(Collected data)
------------------------------------------------------------
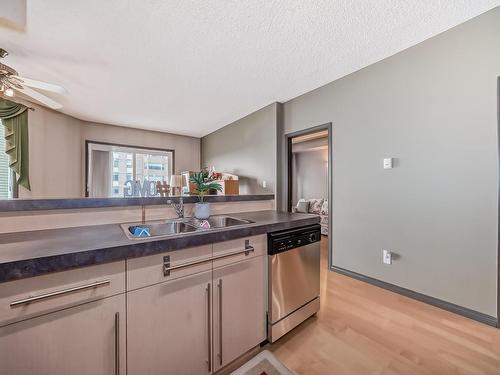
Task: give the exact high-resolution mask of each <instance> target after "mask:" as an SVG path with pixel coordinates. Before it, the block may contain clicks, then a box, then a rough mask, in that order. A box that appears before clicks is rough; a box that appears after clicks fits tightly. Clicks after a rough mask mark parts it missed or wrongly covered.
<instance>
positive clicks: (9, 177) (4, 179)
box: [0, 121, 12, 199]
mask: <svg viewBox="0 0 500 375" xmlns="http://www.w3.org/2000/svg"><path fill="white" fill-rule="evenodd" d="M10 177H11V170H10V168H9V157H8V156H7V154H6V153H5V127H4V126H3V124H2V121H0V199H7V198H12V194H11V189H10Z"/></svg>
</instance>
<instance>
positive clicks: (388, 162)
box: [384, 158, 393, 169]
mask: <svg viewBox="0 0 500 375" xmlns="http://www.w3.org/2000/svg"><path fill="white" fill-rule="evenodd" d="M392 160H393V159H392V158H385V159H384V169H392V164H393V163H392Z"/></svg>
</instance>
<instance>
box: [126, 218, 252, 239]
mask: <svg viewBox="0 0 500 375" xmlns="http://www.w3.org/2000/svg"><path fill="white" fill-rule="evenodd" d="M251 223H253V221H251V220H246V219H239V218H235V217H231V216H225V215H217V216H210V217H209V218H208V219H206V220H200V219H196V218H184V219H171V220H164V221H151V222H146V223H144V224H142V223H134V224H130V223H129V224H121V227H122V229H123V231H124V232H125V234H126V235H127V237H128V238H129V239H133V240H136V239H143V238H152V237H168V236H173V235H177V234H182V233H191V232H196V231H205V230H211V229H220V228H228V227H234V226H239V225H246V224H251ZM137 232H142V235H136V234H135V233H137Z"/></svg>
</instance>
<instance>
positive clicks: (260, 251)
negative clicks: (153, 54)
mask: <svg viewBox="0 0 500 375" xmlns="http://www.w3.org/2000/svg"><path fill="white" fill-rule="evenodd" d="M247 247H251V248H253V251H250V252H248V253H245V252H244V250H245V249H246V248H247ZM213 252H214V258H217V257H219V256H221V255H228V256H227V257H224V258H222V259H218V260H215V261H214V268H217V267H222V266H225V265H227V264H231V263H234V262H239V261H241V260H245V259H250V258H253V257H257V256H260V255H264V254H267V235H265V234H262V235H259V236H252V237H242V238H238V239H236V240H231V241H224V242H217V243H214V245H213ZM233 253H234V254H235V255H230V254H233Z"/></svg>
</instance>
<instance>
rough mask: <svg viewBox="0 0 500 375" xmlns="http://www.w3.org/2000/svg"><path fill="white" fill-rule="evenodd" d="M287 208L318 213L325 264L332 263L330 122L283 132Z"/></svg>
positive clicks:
------------------------------------------------------------
PROMPT
Please show every line above that includes the word "rough".

RESPONSE
Task: give the exact high-resolution mask of each <instance> target after "mask:" as an SVG path with pixel coordinates. Before it, the block may contain clicks, then a box, then a rough mask, in that order. A box that appears before clicks is rough; a box that appears after clicks fits tightly. Clicks after a rough mask mark parts it missed or wrongly covered.
rough mask: <svg viewBox="0 0 500 375" xmlns="http://www.w3.org/2000/svg"><path fill="white" fill-rule="evenodd" d="M287 208L318 213L325 264L332 263L330 122L283 132Z"/></svg>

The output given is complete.